+++ Records for the exercise

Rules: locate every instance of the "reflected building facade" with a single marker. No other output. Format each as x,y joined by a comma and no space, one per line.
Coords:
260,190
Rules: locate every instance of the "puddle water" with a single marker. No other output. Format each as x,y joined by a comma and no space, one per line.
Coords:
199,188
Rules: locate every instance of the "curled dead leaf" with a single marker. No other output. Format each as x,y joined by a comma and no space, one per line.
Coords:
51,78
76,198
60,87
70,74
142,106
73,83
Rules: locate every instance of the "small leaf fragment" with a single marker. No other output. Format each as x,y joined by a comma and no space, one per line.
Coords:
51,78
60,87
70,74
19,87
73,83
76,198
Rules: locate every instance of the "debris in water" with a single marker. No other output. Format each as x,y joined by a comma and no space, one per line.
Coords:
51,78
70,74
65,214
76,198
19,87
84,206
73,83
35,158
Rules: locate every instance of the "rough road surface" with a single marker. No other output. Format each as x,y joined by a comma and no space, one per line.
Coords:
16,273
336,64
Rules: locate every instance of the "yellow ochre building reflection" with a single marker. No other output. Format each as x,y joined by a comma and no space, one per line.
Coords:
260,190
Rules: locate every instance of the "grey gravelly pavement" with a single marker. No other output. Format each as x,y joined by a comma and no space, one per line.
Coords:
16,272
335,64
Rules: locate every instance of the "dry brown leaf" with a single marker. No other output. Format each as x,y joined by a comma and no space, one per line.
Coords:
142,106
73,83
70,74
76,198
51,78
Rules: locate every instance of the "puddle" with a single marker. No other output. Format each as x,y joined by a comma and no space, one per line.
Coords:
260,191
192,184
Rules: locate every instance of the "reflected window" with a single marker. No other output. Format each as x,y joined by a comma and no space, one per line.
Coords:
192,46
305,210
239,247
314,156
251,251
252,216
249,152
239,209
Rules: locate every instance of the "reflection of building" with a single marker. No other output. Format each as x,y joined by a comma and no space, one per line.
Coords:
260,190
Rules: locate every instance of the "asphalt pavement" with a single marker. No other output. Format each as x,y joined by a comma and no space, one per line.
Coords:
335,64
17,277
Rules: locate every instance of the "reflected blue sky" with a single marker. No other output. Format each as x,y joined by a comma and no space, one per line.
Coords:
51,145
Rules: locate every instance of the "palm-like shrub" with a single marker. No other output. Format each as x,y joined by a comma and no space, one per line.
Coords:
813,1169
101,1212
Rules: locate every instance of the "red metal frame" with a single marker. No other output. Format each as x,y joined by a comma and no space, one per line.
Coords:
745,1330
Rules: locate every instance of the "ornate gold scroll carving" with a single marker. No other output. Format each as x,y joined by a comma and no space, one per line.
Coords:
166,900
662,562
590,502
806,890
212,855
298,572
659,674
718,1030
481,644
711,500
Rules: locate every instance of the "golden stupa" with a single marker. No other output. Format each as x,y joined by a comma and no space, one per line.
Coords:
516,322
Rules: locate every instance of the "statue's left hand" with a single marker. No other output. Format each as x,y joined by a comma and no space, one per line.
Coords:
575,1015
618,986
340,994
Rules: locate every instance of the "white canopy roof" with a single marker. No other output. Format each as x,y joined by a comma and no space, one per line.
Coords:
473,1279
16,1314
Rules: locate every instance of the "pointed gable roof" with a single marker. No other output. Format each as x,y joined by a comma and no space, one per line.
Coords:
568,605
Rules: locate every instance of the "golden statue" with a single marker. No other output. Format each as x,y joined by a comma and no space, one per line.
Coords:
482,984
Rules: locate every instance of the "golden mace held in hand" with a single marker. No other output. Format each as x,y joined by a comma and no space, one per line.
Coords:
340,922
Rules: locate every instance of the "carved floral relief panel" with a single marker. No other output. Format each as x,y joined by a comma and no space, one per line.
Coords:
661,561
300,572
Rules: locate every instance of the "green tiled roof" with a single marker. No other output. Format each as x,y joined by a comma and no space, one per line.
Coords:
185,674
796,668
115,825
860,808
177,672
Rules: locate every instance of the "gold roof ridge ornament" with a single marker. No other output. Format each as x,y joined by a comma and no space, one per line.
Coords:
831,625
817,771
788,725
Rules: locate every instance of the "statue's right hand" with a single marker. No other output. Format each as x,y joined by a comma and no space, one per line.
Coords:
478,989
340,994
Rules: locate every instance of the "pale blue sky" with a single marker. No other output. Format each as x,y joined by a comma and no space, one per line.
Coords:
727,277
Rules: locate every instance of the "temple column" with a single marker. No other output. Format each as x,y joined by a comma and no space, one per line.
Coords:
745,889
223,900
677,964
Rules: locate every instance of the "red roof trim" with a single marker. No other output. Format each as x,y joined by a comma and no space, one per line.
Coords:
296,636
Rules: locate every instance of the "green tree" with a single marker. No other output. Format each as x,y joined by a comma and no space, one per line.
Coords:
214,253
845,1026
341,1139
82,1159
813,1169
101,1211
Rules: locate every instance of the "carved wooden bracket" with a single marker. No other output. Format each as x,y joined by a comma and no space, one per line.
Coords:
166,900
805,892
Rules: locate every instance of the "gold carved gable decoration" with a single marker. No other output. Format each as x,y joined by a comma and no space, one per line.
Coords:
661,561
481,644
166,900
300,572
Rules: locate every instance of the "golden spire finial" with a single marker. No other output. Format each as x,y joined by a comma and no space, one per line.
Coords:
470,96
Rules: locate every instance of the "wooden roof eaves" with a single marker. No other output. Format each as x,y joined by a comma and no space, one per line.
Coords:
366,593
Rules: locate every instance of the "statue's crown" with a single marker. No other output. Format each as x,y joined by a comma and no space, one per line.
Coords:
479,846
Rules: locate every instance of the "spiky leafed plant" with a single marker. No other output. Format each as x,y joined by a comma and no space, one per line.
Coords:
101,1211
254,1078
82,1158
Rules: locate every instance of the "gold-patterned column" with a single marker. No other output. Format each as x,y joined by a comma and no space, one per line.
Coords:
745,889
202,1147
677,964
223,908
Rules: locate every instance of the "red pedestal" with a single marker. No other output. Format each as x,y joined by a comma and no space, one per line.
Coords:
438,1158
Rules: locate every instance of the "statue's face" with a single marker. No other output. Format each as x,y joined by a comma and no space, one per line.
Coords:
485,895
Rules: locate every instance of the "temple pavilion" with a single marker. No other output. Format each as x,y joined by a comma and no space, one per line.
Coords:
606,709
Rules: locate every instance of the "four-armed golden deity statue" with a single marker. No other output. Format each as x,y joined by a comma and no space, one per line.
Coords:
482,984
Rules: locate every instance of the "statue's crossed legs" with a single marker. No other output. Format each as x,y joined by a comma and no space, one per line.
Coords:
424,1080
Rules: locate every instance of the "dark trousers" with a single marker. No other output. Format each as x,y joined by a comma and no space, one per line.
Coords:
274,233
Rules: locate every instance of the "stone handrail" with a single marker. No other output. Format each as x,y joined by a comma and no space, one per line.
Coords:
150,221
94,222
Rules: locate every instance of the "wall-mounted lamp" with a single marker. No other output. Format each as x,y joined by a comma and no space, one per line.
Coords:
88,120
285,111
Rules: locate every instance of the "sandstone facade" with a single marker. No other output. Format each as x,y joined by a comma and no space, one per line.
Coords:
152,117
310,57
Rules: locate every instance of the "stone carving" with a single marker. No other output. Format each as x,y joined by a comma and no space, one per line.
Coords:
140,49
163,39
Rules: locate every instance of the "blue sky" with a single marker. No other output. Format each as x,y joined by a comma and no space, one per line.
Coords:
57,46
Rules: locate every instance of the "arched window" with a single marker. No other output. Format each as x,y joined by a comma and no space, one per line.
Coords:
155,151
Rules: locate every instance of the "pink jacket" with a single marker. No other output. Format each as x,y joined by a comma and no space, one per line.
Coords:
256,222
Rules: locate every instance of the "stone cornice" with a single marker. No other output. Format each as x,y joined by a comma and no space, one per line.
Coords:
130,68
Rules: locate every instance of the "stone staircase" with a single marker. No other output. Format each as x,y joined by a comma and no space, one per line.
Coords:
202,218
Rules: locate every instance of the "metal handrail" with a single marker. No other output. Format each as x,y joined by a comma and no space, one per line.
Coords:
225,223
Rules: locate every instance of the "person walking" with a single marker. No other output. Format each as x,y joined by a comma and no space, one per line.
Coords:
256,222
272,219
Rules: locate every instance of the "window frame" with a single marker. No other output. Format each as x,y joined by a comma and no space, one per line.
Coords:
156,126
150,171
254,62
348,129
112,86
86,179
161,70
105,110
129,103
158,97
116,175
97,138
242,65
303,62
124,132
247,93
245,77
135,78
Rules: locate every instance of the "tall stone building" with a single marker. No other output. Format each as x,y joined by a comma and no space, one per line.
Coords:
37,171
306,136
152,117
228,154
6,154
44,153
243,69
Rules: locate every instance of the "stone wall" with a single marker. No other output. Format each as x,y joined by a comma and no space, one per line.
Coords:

++++++

**Task to complete:** Filter the data for the string "facade" and copy every line that has it.

**Output for this task:**
Rules: locate every instance of the "reflected building facade" with a single marker. No other output. Format each as x,y joined by a comma and no space, one per line.
Rules: locate every instance of the "sandstone facade" with a single marker. No other output. Format each as x,y joined by a comma and no space, one per line.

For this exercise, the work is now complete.